* Brief 1:
Output the passage of the Covid-19 policies article from "New Covid-19 Policies" up to and including "increased infection rates.".
* Brief 2:
Decide whether each statement agrees with the Covid-19 policies article, and answer yes or no, quoting the words of the article that decide it: (a) Day students, faculty, and staff must now take three Covid-19 tests per week. (b) In pooled saliva testing, one PCR test is run on samples from 24 people. (c) Students from Bridgeport were required to learn remotely beginning October 30.

**** Selected extract ****

New Covid-19 Policies Established as Cases Surge

Graphic by Yoyo Zhang/The Choate News

As daily Covid-19 cases in Connecticut reach their highest numbers since June, the School has made changes to its initial mitigation strategies to meet the challenges of the state’s increased infection rates.

Many of the guidelines from when students first arrived on campus remain in place. These include wearing masks on campus except in one’s own dorm room, social distancing from others in all public spaces, frequent hand washing, and weekly testing. If a student feels unwell, they must seek medical assistance from the Health Center and self-isolate in their room in the meantime. The School has been utilizing filtration strategies such as high efficiency particulate air (HEPA) filters to aid with air circulation in all campus buildings.

However, rising Covid-19 infection rates in certain Connecticut towns have forced the School to reevaluate procedures surrounding day students who could put the community at risk. Although boarders continue to operate in a controlled and monitored environment, day students, faculty, and staff, who are in contact with family members and other people residing outside of Choate’s immediate campus, are more susceptible to infection. Hence, these members are now required to take three Covid-19 tests per week, twice using a saliva test and once using a nasal test.

Dr. Miriam Cohen, the School’s Medical Director, said, “The saliva test is pretty much exactly the same as what we are doing with the nasal swab. It’s a PCR [polymerase chain reaction] test, but what’s different with saliva testing is that [they] are able to actually group samples together, so it’s called pooled saliva testing. They take a tiny bit out from 24 different vials … they combine it and run one PCR test on those 24 students or faculty or staff.” This method of testing has been utilized by many countries since spring but has only been made available in the United States last month.

Dr. Cohen explained that a negative PCR test is an efficient way to know if the group of 24 individuals are negative. If the test is positive, the 24 individuals are split into two groups, and the test is re-run.

On October 30, Dr. Cohen announced that members of the community who reside in towns with a rate of ten or more cases per 100,000 people but have a seven-day positivity rate below five percent — including Durham, New Haven, North Haven, and Wallingford — are now required to quarantine while at home if they wish to attend classes in-person, or switch to remote learning instead. Quarantine includes wearing a mask at home and remaining social-distanced from family members. Students from Bridgeport, Southport, and Stratford — towns with over ten cases per day and a positivity rate of over 5% — were required to learn remotely beginning November 2.

On November 6, the guidelines for day students grew even stricter: in her weekly Covid-19 update email, Dr. Cohen announced that all day students living in Fairfield County must now learn remotely while students from Branford, Cheshire, Middlefield, Orange, Southbury, and Southington were added to the list of those who are required to either learn remotely or quarantine while at home. These recent changes were implemented this Monday.

Day student Mirielle Ma ’21, who lives in Glastonbury, said, “As day students, we have to be really careful about going out in public and even interacting with our family, which can be a bit stressful. At least for me, being on campus and attending in-person classes is worth the extra precautions.”

Every decision to make Choate “safe and sounder,” as the School’s public-service campaign puts it, has gone through a long and elaborate deliberation process.

Dr. Cohen said, “I have discussed this with experts at Yale who are public health Ph.D.s, that are infectious disease MDs, that are epidemiologists, to ask their opinion on different ways that we can make our campus safe.”

**** Dataset excerpts ****

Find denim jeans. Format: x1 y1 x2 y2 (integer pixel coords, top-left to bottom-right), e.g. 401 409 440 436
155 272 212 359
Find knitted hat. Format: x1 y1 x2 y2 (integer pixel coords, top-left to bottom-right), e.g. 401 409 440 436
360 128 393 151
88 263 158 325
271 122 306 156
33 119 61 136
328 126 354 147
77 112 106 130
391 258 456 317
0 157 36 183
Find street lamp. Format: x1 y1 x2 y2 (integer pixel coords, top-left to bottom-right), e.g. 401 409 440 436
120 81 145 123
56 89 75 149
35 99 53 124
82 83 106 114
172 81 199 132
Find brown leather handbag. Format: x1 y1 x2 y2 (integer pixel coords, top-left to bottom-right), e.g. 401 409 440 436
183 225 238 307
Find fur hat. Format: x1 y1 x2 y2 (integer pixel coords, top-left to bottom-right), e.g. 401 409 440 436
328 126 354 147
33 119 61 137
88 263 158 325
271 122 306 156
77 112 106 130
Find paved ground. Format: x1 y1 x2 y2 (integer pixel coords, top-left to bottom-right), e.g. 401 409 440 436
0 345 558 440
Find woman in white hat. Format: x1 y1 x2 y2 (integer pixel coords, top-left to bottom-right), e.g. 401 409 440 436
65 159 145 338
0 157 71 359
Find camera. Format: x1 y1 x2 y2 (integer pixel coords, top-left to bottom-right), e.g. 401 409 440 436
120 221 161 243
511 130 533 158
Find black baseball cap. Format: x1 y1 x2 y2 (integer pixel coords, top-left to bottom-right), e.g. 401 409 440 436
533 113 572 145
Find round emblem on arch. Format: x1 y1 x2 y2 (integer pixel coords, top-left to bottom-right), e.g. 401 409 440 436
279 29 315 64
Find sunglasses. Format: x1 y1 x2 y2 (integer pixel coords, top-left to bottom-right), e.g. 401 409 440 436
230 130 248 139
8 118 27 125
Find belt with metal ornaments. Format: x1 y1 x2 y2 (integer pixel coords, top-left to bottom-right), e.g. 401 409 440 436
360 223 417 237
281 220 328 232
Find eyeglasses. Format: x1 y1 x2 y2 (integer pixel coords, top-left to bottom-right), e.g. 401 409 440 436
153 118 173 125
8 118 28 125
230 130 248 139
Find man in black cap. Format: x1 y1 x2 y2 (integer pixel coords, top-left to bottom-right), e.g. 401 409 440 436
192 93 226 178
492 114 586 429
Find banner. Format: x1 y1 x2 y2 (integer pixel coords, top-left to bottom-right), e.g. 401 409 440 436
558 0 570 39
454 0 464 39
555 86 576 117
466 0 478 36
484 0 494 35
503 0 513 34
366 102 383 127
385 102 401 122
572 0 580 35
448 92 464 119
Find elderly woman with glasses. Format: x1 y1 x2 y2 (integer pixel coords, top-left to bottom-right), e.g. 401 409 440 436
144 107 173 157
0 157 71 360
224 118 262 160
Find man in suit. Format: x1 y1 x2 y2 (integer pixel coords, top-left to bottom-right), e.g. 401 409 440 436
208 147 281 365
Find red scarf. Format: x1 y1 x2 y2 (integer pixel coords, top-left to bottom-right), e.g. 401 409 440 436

****

* Response area 1:
New Covid-19 Policies Established as Cases Surge

Graphic by Yoyo Zhang/The Choate News

As daily Covid-19 cases in Connecticut reach their highest numbers since June, the School has made changes to its initial mitigation strategies to meet the challenges of the state’s increased infection rates.

* Response area 2:
(a) Yes: "these members are now required to take three Covid-19 tests per week"
(b) Yes: "run one PCR test on those 24 students or faculty or staff"
(c) No: "were required to learn remotely beginning November 2"